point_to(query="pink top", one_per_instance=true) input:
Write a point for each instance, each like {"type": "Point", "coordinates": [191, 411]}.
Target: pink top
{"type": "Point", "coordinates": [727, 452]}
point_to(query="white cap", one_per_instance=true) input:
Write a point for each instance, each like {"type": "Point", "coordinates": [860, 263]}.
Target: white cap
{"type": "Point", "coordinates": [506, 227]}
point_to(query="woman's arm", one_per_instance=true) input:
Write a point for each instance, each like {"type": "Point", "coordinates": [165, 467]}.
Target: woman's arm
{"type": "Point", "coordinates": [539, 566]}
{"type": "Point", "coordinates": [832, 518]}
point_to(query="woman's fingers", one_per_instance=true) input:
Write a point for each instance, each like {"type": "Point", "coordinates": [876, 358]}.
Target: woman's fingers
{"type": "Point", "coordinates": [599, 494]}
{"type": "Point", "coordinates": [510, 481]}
· · · ·
■ **Exercise task**: Output every line of the data above unchanged, in the same order.

■ **Expected answer**:
point_to(query="pink top", one_per_instance=true) input:
Write a point for each instance, each like {"type": "Point", "coordinates": [191, 411]}.
Target: pink top
{"type": "Point", "coordinates": [727, 452]}
point_to(query="white cap", one_per_instance=true) input:
Write a point for each instance, each like {"type": "Point", "coordinates": [860, 263]}.
Target: white cap
{"type": "Point", "coordinates": [506, 227]}
point_to(query="woman's arm", one_per_instance=true) input:
Write a point for each instance, each like {"type": "Point", "coordinates": [165, 467]}.
Target: woman's arm
{"type": "Point", "coordinates": [539, 566]}
{"type": "Point", "coordinates": [832, 518]}
point_to(query="woman's fingers", one_per_instance=true) input:
Write a point for each instance, each like {"type": "Point", "coordinates": [876, 358]}.
Target: woman's fingers
{"type": "Point", "coordinates": [599, 494]}
{"type": "Point", "coordinates": [510, 481]}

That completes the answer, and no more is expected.